* _AVAILABLE DATA_:
'''

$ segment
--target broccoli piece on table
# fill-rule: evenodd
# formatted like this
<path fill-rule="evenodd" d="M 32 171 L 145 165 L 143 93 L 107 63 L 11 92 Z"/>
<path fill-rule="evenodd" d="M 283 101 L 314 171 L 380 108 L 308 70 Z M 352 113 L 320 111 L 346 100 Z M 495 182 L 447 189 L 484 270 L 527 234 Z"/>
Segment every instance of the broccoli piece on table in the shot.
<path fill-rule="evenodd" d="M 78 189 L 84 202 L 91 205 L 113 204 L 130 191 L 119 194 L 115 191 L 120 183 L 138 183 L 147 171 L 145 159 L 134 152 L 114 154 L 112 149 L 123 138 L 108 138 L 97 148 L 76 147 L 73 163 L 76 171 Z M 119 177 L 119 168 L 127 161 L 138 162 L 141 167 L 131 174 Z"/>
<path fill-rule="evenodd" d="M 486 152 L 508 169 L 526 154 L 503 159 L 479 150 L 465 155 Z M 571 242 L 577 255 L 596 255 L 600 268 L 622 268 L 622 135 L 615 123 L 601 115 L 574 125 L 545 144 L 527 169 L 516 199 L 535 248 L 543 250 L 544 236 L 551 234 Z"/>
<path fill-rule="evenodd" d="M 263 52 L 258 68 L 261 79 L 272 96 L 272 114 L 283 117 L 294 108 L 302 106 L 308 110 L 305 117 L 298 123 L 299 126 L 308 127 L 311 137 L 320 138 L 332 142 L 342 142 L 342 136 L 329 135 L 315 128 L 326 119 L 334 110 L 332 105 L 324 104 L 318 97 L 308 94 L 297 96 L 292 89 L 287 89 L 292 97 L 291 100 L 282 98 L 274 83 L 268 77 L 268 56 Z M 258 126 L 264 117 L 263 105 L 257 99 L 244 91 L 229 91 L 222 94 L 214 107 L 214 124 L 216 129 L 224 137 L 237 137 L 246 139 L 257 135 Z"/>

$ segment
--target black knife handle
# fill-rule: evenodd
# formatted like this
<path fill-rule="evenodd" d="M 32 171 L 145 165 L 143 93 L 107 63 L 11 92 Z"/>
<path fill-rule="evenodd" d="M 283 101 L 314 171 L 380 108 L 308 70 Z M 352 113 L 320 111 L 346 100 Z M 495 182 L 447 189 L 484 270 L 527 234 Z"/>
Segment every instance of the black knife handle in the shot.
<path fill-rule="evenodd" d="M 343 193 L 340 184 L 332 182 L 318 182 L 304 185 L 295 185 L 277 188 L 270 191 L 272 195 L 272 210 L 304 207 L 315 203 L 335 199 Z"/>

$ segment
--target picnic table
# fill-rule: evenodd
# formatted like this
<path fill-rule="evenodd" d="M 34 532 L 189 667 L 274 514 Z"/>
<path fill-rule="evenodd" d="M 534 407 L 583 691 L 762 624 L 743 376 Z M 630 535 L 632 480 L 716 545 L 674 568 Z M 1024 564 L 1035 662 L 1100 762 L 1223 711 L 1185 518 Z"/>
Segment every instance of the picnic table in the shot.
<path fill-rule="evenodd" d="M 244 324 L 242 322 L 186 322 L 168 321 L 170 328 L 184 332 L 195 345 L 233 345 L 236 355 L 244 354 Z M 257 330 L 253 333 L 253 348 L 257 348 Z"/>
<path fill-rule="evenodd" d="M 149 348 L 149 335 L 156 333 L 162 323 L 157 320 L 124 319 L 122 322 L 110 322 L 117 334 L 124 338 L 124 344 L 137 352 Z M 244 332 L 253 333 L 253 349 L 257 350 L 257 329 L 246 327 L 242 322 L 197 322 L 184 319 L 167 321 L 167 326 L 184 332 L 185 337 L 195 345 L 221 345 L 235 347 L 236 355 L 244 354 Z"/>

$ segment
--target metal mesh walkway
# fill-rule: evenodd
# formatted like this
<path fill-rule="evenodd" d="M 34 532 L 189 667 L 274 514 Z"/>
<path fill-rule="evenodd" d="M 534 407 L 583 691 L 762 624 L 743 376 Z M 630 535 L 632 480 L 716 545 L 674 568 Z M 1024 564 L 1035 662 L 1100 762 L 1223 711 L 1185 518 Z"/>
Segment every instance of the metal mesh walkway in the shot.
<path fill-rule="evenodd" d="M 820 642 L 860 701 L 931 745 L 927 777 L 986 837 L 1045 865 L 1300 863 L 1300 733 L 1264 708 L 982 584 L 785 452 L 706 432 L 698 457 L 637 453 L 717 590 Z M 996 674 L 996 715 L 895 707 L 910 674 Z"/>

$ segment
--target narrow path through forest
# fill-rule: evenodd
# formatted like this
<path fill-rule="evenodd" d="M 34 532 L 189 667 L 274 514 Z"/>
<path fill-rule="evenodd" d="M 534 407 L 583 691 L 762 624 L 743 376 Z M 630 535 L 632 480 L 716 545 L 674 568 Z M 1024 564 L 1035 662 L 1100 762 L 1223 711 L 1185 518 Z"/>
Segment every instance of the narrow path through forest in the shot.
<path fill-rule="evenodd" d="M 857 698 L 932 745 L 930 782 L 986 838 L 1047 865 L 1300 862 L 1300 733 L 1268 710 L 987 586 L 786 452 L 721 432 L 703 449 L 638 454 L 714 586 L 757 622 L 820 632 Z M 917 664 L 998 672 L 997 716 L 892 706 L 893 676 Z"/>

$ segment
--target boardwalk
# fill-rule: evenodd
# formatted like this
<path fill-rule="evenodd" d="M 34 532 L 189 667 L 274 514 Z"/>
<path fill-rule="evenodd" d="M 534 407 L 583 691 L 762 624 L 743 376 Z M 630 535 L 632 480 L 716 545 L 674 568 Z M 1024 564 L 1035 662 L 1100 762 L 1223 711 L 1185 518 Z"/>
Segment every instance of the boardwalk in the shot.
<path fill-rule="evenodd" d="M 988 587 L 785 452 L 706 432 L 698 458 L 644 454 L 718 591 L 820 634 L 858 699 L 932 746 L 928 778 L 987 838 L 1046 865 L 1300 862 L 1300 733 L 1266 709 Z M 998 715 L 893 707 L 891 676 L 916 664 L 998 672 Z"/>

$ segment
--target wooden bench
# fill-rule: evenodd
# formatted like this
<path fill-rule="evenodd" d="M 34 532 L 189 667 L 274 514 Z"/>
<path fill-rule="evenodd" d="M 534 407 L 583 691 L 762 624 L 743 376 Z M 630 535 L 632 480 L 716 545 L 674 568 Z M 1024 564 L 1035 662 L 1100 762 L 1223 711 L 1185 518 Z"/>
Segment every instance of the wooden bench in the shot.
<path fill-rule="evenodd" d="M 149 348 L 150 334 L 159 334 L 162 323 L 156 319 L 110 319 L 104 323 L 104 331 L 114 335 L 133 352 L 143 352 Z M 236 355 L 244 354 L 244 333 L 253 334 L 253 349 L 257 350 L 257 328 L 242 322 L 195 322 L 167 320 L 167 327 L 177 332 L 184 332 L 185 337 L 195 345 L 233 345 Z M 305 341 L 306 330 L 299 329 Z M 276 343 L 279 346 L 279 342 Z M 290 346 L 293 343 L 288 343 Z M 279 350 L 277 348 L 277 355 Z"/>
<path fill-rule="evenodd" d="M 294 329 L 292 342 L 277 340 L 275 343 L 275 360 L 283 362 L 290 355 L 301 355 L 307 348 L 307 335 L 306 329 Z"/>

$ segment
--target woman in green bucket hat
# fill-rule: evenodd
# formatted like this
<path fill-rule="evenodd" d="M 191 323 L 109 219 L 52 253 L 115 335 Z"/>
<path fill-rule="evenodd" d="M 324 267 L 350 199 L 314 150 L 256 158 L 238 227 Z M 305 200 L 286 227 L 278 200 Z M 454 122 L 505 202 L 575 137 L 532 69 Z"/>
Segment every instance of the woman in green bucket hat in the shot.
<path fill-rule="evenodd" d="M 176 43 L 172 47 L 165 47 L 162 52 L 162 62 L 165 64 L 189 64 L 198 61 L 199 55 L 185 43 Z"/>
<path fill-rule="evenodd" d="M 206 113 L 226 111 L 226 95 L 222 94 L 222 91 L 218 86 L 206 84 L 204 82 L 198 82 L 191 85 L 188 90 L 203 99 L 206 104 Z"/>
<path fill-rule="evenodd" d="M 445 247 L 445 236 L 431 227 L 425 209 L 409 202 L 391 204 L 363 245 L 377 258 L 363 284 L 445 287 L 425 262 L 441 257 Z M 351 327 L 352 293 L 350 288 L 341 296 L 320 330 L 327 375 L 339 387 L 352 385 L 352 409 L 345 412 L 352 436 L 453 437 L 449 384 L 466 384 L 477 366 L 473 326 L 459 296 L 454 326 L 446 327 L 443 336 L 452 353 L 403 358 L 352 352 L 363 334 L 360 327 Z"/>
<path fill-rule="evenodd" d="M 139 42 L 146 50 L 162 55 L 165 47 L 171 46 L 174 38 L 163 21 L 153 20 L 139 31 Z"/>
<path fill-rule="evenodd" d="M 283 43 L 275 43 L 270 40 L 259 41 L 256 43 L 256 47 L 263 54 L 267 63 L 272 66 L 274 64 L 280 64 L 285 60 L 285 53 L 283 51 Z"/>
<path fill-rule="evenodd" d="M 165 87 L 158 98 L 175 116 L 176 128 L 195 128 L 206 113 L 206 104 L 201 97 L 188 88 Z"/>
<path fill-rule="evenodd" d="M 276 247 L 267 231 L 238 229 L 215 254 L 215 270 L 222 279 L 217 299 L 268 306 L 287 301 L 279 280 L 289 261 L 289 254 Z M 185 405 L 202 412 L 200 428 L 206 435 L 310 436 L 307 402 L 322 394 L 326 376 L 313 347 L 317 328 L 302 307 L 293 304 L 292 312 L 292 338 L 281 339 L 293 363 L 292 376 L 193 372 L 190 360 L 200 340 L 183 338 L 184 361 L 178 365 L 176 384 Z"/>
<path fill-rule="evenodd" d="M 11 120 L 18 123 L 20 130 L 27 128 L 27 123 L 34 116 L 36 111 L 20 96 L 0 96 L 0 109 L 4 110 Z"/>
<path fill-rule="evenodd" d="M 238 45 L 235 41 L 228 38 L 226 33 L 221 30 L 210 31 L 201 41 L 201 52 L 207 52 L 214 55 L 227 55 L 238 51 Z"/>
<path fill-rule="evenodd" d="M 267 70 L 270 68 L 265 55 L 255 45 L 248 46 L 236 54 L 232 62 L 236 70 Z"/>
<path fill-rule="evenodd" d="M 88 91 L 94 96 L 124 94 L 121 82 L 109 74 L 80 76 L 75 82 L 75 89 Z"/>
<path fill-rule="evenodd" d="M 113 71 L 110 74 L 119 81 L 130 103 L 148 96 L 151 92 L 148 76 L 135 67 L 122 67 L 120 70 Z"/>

'''

* _YOUR ASSIGNMENT_:
Reproduce the lines of the entries above from the one with "Segment every instance of the wooden" to the one with "324 267 L 350", both included, exactly and without any other line.

* _EXPECTED ANSWER_:
Segment every instance of the wooden bench in the shot.
<path fill-rule="evenodd" d="M 149 348 L 150 334 L 159 334 L 162 323 L 156 319 L 110 319 L 104 323 L 104 331 L 114 335 L 133 352 L 143 352 Z M 236 355 L 244 354 L 244 333 L 253 334 L 253 349 L 257 350 L 257 328 L 242 322 L 195 322 L 167 320 L 167 327 L 177 332 L 184 332 L 185 337 L 195 345 L 233 345 Z M 305 341 L 306 330 L 299 329 Z M 276 343 L 279 346 L 279 342 Z M 290 346 L 293 343 L 288 343 Z M 279 350 L 277 348 L 277 355 Z"/>
<path fill-rule="evenodd" d="M 294 329 L 292 342 L 277 340 L 275 343 L 275 360 L 283 362 L 290 355 L 301 355 L 307 348 L 307 335 L 306 329 Z"/>

$ segment
--target woman in green bucket hat
# fill-rule: evenodd
# formatted like this
<path fill-rule="evenodd" d="M 191 323 L 109 219 L 52 253 L 115 335 Z"/>
<path fill-rule="evenodd" d="M 324 267 L 350 199 L 314 150 L 256 158 L 238 227 Z M 305 200 L 286 227 L 278 200 Z M 454 122 L 505 202 L 575 137 L 532 69 Z"/>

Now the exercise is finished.